START SOURCE PASSAGE

I can no longer take my dog for a walk or garden or go on hikes in the woods or climb a mountain or dance. These things are all decidedly superfluous. I still have a good sense of humor, and can laugh about stupid shit, and still have a taste for good food – maybe too much so­ ­- and­­ I can still write using dictation, so there’s that. I have to be grateful for these things because I don’t know how long they will last – so I cling to them as if these parts of myself are all I have left - and in fact, they sort of are.

Part of the frustration is the fact that I have always been an outgoing, verbal person, loving to be among people, talking, talking, talking - let's face it, blabbering, if you want to know the truth. This disease presents itself in exactly the opposite way – rendering it difficult to socialize in a group because I can’t be understood very well. It goes against my blabbermouth nature.

END SOURCE PASSAGE
START DATA EXTRACT

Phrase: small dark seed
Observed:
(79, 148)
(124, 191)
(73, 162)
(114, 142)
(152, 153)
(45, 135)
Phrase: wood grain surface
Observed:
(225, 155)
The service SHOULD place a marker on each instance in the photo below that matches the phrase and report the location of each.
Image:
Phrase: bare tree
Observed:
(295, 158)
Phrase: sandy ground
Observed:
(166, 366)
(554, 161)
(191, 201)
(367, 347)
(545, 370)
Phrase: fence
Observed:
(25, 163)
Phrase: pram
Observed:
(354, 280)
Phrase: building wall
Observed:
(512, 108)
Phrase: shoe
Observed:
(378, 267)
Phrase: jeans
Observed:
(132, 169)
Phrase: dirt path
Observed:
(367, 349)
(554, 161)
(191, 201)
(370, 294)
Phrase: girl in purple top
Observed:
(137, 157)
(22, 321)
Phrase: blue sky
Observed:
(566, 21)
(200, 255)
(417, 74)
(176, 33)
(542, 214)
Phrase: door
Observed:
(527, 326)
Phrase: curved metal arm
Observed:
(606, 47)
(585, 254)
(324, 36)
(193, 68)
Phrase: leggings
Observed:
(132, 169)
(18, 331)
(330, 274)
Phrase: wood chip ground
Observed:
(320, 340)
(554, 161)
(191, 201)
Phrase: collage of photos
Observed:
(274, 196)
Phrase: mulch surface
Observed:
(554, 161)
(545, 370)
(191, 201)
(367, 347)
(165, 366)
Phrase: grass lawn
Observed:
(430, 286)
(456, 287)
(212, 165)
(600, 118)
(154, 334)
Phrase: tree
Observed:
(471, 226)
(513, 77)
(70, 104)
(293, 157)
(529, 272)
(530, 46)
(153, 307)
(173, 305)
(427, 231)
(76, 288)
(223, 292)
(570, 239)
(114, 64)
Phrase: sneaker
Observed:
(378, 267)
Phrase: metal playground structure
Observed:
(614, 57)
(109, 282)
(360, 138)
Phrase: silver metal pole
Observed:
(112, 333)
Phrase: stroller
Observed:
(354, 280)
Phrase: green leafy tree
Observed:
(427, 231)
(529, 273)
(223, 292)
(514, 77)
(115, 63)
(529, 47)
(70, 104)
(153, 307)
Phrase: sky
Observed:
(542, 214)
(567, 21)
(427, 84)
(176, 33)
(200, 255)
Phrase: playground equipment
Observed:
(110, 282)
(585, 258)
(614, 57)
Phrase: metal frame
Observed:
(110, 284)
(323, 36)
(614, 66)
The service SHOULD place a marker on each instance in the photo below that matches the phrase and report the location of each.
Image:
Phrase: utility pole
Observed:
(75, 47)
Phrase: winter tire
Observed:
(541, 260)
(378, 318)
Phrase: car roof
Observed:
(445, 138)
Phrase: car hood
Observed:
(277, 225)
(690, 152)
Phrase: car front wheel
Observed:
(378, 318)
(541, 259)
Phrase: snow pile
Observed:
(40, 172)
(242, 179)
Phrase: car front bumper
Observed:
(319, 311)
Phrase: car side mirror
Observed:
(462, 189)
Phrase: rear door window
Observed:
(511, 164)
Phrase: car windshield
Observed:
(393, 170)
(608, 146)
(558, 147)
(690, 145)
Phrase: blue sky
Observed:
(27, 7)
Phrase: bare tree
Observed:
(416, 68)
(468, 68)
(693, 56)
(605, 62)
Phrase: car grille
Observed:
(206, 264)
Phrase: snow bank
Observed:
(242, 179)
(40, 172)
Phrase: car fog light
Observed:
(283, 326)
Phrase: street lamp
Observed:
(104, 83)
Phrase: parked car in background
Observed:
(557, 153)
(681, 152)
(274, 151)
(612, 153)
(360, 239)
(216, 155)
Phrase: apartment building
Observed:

END DATA EXTRACT

**COMPLETE THE FOLLOWING**
1. Reproduce the passage on living with the disease, starting with "I can no longer" and going on through "sort of are.", but swap "dog" for "cat".
2. In the passage on living with the disease, what does the writer say the disease makes difficult?

**ANSWERS**
1.
I can no longer take my cat for a walk or garden or go on hikes in the woods or climb a mountain or dance. These things are all decidedly superfluous. I still have a good sense of humor, and can laugh about stupid shit, and still have a taste for good food – maybe too much so­ ­- and­­ I can still write using dictation, so there’s that. I have to be grateful for these things because I don’t know how long they will last – so I cling to them as if these parts of myself are all I have left - and in fact, they sort of are.

2. It makes it difficult to socialize in a group because the writer can't be understood very well.